Extract to read:
******************************
Debate on Economy Grows More Urgent

By Peter Baker
Washington Post Staff Writer
Saturday, March 8, 2008

A surprisingly bleak employment report sent tremors through Washington and roiled the presidential campaign yesterday, infusing new urgency into the debate over how to reverse an accelerating economic slide and fueling a political contest over who to blame for it.

The nation shed 63,000 jobs in February, the worst job loss in five years, the Labor Department reported, and another sign that the economy may have slipped into a recession that could prove to be the defining challenge for President Bush and Congress through the rest of his administration.

Responding quickly to the report, Bush asked for patience to let an economic stimulus package he signed last month start to work. Democrats on the campaign trail just as quickly faulted the president's economic policies, and congressional leaders pressed for a new economic package to pump money into unemployment benefits, as well as road construction and other job-creating infrastructure projects.
******************************
Recorded information:

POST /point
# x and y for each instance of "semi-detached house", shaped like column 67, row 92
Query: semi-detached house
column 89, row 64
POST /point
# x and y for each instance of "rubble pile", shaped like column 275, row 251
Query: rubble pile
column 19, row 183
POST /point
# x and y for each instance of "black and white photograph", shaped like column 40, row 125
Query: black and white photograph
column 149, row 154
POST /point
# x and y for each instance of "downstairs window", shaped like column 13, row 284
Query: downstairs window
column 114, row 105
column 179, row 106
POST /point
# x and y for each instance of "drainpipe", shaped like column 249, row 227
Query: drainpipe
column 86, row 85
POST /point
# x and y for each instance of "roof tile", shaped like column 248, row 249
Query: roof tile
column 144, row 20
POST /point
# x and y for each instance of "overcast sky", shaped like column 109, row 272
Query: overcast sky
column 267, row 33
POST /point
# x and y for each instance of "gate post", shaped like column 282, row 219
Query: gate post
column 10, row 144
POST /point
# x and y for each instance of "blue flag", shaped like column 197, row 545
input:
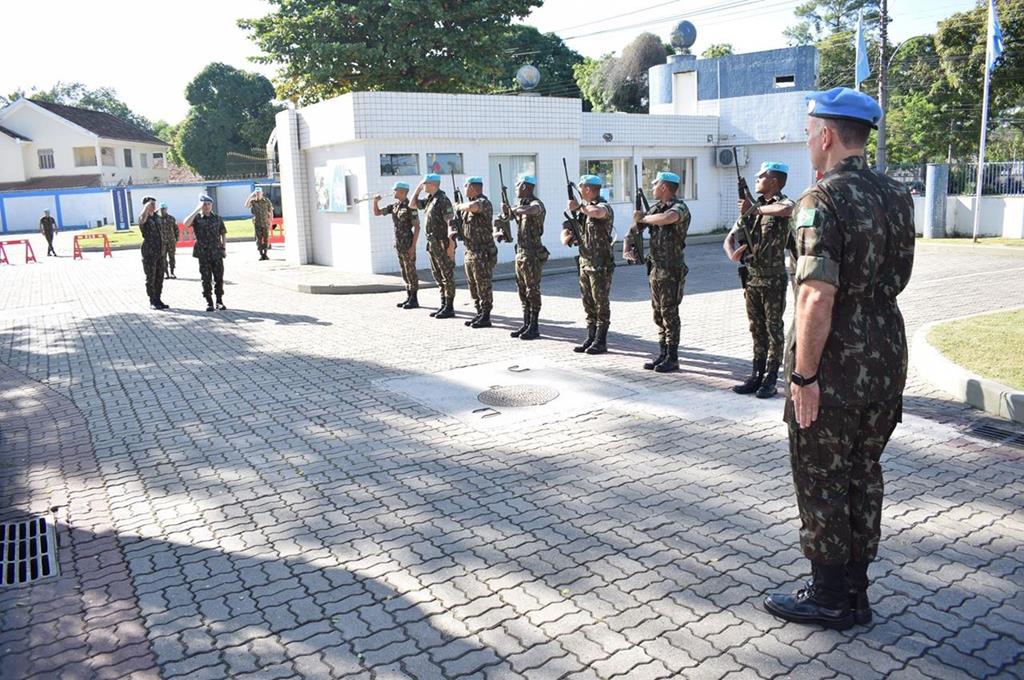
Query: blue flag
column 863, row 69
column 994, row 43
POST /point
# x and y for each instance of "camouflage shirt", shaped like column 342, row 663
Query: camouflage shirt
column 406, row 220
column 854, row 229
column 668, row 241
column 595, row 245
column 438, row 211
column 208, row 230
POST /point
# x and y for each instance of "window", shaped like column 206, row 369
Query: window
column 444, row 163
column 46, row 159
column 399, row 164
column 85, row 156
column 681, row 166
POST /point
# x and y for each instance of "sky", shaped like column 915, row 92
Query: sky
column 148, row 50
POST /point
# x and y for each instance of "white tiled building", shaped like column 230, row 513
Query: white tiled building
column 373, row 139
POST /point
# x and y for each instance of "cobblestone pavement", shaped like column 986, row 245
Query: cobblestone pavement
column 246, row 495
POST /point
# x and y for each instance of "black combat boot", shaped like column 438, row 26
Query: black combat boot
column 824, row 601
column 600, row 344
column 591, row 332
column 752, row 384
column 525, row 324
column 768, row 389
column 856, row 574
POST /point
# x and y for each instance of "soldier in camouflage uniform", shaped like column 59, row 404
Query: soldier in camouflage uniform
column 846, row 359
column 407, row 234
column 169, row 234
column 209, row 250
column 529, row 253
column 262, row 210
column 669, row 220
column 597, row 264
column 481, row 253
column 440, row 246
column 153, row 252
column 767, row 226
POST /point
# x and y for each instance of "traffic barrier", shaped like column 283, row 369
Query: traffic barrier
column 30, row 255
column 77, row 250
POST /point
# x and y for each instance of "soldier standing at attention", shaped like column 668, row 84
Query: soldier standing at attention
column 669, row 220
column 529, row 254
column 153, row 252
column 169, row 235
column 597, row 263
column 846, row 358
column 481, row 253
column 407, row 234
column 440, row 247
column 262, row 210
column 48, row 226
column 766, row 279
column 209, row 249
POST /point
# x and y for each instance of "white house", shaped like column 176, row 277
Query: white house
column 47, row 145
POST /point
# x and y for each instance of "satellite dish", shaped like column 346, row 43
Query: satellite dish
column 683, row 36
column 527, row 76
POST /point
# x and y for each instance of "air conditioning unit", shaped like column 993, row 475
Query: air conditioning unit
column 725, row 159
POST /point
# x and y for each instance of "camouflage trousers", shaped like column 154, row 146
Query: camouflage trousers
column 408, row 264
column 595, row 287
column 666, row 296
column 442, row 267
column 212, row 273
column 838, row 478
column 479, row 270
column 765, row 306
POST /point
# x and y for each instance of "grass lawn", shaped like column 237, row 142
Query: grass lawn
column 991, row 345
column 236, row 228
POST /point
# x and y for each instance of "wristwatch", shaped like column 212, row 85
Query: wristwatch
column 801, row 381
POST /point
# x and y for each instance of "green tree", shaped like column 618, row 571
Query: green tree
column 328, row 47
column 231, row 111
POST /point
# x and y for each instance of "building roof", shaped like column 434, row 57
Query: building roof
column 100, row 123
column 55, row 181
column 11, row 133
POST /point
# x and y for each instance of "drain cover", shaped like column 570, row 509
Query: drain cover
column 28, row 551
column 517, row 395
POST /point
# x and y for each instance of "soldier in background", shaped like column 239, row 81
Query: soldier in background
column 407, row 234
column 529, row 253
******************************
Things to do:
[1] Echo the economy article word for word, everything from "Debate on Economy" down to "of his administration.".
[2] According to the article on the economy debate, how many jobs did the nation lose in February?
[3] Summarize the economy article in two sentences.

Answers to the problems:
[1]
Debate on Economy Grows More Urgent

By Peter Baker
Washington Post Staff Writer
Saturday, March 8, 2008

A surprisingly bleak employment report sent tremors through Washington and roiled the presidential campaign yesterday, infusing new urgency into the debate over how to reverse an accelerating economic slide and fueling a political contest over who to blame for it.

The nation shed 63,000 jobs in February, the worst job loss in five years, the Labor Department reported, and another sign that the economy may have slipped into a recession that could prove to be the defining challenge for President Bush and Congress through the rest of his administration.

[2] The nation lost 63,000 jobs in February, the worst job loss in five years.

[3] A Labor Department report that the nation lost 63,000 jobs in February, the worst job loss in five years, added urgency to the debate over how to reverse the economic slide and raised fears of a recession. Bush asked for patience while the stimulus package he signed last month took effect, while Democrats faulted his policies and congressional leaders pressed for a new package funding unemployment benefits and infrastructure projects.